Still, there remains the question of how Abrams, the autodidact, came to pass along his own non-didactic ethos of informed individuality. “There were two older musicians in particular from whom I learned quite a bit—Walter ‘King’ Fleming and William Jackson,” he said. “In  mainstream music, they taught me and allowed me to pursue my ideas, mistakes and all, and it caused me to grow and to eliminate the mistakes. Their kindness and benevolence infused me with that feeling. They brought out what I had. I passed on that continuum when I got to the Experimental Band or AACM situations. All of us created the atmosphere that was created. I realize that some of the musicians feel that this wasn’t the case, that it was me—and that’s OK. I was the first observer. I saw them when they didn’t see themselves. They did it.”

“This is not something you get for free,” Lewis said. “The dynamic does not appear without resistance. At a certain point you get the inspiration, you start to become yourself, and other people say, ‘What the devil are you doing?’ Then you realize that people are still doing it in the face of potential consequences, and that’s the real inspiration.” DB

*-*-*-

George Lewis & Leo Smith (WKCR, 9-12-95):

[MUSIC: G. Lewis/B. Mixon, “View From Skates in Berkeley” (1994)]

TP: Our guests are George Lewis and Leo Smith, who will be participating in the AACM 30th Anniversary Series concert, next installment, Saturday, September 16th, at the New York Society for Ethical Culture at 2 West 64th Street. The concert starts at 8 p.m. The music of George Lewis and Leo Smith will be performed by the S.E.M. Ensemble, Petr Kotik, Conductor, with guest artists Quincy Troupe, poet; William Brown, voice; Warren Smith, percussion; J.D. Parran, reeds.

[FUNDRAISING SPIEL]

It’s an honor to have Leo Smith and George Lewis in the same room together. They are both very important figures in the development of improvised music. In Leo’s case, the recorded history begins in the mid-1960’s, and in George’s case in the 1970’s. You both were members of the AACM, and joined it through very different paths, I would imagine. In Leo’s case, you came from Mississippi to Chicago and found the AACM. Was that more or less the trajectory for you?

SMITH: Well, I left Mississippi and ended up in Chicago, but it took a couple of years; I went from there to the Army and places like that.

TP: Tell us about some of the specifics of that journey. You come from a Blues background.

SMITH: Well, yes. Essentially in Mississippi, the art of Blues music is practiced with voice and instrument. When I began to play the trumpet, my first exposure to music was dealing with Blues. I would say in that beginning of learning the Blues as such, it was also the beginning of the trumpet for me, meaning that I learned how to play music while playing Blues on the trumpet — if people understand what that means. It’s not that I went there as a musician. I learned how to become a musician while I was playing the Blues. So it’s kind of unique.

TP: What type of situations were you playing in after you began to reach your maturity as a musician?

SMITH: Well, just…

TP: Name some names, too.

SMITH: I don’t like names, basically.

TP: No? Okay.

SMITH: No. Basically, it’s a question of remembering names and things like that.

But I started out in the AACM in ’67, and I consider that to be the beginning of my mature moments of playing music. And all of those guys are renowned now, like George Lewis and Roscoe Mitchell and Anthony Braxton and Leroy Jenkins — all of them.

TP: And Leo Smith as well.

▶ Record set:
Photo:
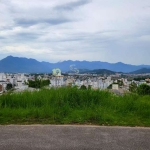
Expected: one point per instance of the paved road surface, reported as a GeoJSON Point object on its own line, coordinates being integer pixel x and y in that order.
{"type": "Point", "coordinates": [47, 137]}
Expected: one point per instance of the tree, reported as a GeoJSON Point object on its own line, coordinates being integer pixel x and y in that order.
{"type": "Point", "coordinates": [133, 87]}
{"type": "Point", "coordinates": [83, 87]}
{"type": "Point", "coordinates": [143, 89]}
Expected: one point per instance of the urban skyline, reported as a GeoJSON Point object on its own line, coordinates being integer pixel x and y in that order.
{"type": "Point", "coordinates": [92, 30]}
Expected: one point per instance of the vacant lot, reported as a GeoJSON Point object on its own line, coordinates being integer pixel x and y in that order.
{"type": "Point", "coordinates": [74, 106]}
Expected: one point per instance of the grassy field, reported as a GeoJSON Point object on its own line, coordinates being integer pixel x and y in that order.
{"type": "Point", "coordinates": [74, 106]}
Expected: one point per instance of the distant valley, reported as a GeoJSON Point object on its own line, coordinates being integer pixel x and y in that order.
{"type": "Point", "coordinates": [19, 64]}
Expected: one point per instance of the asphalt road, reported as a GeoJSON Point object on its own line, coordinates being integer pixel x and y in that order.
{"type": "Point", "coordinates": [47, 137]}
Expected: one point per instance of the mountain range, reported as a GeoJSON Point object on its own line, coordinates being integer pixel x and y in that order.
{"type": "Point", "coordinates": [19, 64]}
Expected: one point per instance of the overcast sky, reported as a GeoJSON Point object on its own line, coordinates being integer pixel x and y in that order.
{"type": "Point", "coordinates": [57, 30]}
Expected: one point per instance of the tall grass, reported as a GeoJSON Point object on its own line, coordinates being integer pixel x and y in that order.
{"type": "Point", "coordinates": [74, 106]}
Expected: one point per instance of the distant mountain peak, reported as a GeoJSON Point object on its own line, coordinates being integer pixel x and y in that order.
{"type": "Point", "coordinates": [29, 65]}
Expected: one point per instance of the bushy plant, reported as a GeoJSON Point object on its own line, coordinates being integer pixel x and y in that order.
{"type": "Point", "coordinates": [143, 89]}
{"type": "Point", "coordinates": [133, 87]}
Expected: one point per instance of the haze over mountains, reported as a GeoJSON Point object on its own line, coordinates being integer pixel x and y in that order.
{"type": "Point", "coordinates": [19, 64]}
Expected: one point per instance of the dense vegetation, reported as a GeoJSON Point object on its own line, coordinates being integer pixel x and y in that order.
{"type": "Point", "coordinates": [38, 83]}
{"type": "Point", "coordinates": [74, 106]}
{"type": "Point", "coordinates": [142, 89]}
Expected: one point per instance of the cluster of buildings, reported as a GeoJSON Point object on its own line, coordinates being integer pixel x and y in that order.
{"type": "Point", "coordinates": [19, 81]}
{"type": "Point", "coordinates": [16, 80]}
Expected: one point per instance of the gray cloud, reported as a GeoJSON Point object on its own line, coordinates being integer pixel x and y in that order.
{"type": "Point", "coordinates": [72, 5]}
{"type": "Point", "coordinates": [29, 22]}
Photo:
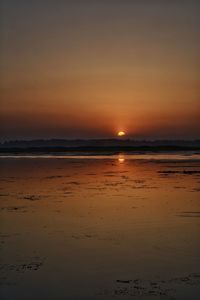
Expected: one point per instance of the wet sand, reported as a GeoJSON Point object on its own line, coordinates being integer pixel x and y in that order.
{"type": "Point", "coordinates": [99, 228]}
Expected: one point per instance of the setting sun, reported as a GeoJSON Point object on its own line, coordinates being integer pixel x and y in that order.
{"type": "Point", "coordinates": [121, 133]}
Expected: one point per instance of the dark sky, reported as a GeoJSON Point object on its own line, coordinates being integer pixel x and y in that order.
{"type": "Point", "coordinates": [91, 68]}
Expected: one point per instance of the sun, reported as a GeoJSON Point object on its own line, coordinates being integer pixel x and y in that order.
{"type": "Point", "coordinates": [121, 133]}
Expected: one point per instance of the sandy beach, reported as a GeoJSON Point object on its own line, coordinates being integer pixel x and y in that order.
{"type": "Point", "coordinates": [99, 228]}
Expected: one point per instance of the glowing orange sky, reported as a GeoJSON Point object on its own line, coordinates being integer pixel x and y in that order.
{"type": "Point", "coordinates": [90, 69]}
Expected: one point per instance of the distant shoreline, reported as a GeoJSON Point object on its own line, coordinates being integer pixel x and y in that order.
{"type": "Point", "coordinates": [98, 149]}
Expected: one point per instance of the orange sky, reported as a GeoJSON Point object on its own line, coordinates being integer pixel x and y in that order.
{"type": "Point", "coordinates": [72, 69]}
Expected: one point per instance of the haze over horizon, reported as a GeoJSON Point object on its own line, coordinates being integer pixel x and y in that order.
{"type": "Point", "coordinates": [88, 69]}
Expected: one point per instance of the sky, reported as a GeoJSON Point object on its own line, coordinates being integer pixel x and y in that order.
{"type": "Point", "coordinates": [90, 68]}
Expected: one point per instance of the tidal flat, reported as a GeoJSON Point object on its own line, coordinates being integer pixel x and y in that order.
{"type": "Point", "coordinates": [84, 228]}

...

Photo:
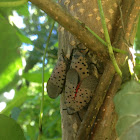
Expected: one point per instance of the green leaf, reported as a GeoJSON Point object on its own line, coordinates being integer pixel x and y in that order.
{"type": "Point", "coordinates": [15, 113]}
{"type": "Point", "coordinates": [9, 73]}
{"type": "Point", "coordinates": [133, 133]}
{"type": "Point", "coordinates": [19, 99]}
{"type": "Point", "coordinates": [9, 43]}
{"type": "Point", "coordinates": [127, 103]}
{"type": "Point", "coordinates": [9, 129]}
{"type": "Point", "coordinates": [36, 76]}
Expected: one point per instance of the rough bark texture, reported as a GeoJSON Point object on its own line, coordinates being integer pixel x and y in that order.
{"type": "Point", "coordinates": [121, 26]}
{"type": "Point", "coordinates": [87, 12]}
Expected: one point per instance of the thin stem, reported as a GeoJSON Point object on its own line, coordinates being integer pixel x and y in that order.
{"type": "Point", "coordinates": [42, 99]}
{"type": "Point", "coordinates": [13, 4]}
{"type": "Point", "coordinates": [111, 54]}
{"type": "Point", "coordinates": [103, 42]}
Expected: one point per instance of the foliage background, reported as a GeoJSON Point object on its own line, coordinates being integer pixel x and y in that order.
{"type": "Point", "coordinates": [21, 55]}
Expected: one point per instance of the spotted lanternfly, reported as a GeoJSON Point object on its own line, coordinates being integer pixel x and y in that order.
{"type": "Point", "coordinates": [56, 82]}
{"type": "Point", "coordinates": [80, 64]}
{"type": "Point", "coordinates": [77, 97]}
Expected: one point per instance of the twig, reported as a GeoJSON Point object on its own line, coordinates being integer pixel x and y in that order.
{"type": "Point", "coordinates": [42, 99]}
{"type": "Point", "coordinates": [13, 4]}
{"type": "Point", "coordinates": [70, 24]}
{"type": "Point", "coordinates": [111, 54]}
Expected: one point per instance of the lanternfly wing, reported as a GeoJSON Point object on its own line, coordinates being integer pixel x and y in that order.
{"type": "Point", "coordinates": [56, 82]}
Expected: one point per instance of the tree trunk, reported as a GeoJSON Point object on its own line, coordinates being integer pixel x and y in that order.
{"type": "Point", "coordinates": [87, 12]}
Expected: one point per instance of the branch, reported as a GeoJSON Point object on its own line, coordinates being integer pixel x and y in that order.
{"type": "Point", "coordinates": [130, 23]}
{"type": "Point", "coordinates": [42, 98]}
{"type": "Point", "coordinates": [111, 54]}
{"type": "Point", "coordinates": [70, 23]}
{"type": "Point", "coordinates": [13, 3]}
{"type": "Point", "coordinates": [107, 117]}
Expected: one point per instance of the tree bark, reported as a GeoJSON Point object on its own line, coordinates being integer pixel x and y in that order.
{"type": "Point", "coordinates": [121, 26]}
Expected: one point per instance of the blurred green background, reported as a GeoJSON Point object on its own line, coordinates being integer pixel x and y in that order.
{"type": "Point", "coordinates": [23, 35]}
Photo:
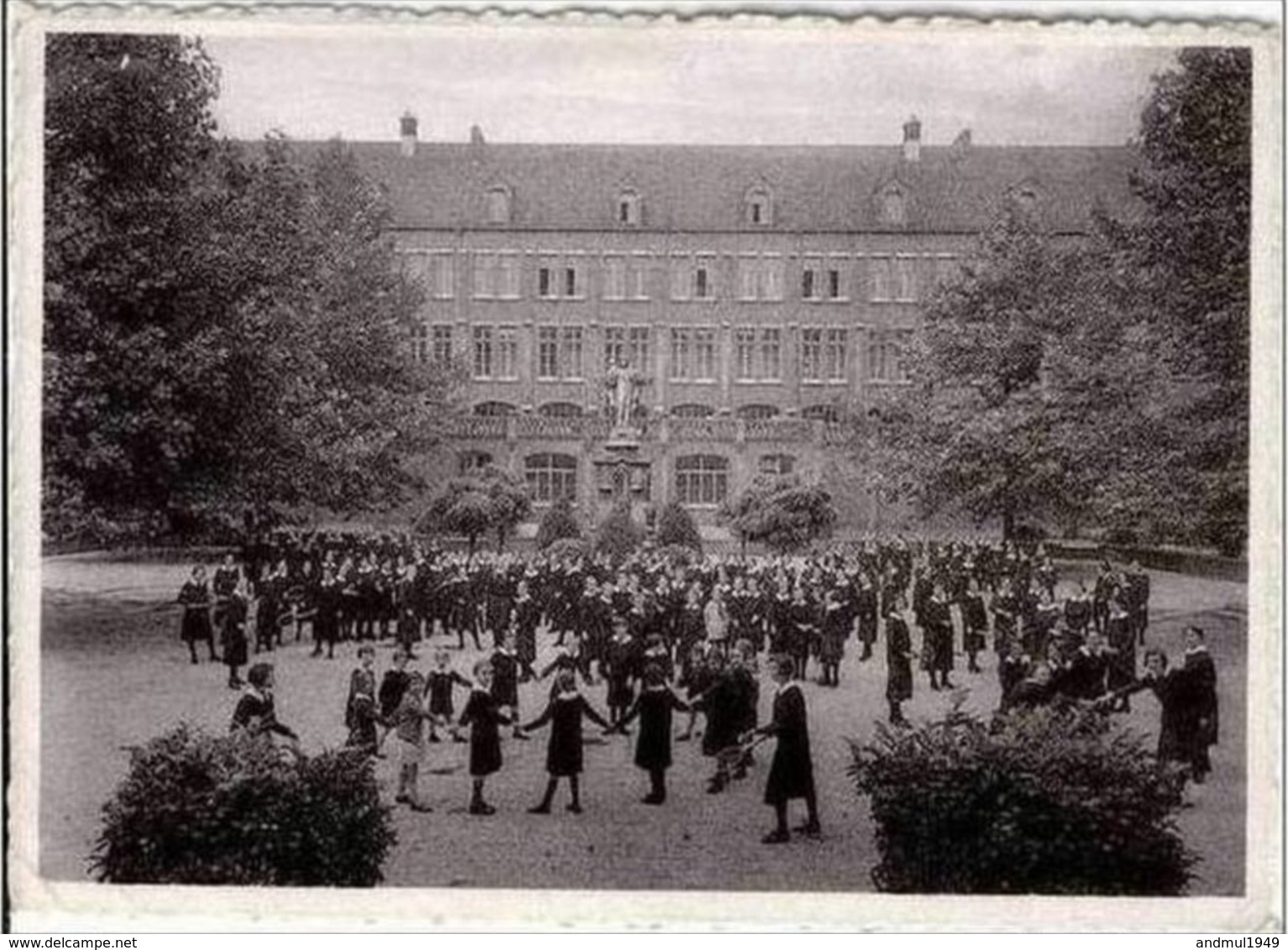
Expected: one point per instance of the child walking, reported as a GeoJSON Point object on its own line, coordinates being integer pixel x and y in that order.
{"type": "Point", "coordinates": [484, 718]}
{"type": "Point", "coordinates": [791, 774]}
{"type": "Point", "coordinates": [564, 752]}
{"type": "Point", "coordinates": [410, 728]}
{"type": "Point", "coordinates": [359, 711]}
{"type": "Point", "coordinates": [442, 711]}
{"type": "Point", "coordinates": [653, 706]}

▶ Brief:
In the AACM text, translate this sentence into Spanish: "Their kindness and benevolence infused me with that feeling." The data is not required for this work.

▶ Answer:
Su amabilidad y su benevolencia me infundieron ese sentimiento.